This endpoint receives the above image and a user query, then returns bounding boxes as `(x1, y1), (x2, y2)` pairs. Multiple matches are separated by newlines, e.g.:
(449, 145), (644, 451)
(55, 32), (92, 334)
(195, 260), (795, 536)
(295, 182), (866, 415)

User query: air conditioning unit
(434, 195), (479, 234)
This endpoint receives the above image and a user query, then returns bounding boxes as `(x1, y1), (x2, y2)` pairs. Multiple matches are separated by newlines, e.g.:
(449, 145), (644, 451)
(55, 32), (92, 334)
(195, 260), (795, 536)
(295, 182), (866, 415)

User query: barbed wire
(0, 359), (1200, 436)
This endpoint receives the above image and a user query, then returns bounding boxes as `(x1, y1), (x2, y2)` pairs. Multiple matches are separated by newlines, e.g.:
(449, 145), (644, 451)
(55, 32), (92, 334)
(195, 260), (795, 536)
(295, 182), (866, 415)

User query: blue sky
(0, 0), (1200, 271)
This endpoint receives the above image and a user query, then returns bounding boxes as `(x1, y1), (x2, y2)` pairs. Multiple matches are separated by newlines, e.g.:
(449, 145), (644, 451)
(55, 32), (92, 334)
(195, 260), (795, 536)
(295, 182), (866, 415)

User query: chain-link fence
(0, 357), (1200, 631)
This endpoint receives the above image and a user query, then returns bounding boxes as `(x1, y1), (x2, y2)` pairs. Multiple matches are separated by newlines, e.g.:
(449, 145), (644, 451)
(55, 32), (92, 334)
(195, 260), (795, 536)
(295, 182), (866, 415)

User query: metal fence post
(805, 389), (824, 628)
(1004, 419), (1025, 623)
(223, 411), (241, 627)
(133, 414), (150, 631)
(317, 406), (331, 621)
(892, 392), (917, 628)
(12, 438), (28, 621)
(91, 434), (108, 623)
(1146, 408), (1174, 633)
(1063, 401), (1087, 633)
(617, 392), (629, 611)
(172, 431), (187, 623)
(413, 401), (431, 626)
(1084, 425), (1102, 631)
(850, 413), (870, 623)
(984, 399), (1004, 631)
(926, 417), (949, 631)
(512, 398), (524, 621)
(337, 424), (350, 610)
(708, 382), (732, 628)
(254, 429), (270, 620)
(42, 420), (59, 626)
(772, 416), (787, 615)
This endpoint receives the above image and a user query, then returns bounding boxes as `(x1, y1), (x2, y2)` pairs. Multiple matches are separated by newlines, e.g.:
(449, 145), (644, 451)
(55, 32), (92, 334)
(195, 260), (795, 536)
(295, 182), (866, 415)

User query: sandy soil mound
________________
Copy the listing above from its first line through the line containing "(434, 195), (479, 234)", with both ends included and the requests kept. Multiply each bounding-box coordinate in the answers by 1.1 and round it to a whole number, halves up, leaving the sample numbers in the requests unchanged.

• ANSWER TO THIS PROBLEM:
This endpoint receives the above image and a user query, then returns bounding boxes as `(x1, y1), (x2, y2)` pairs. Multiple matches are separated by newlines, e.g.:
(449, 145), (644, 451)
(55, 32), (92, 334)
(195, 260), (795, 536)
(295, 182), (866, 415)

User query: air conditioning unit
(477, 215), (527, 257)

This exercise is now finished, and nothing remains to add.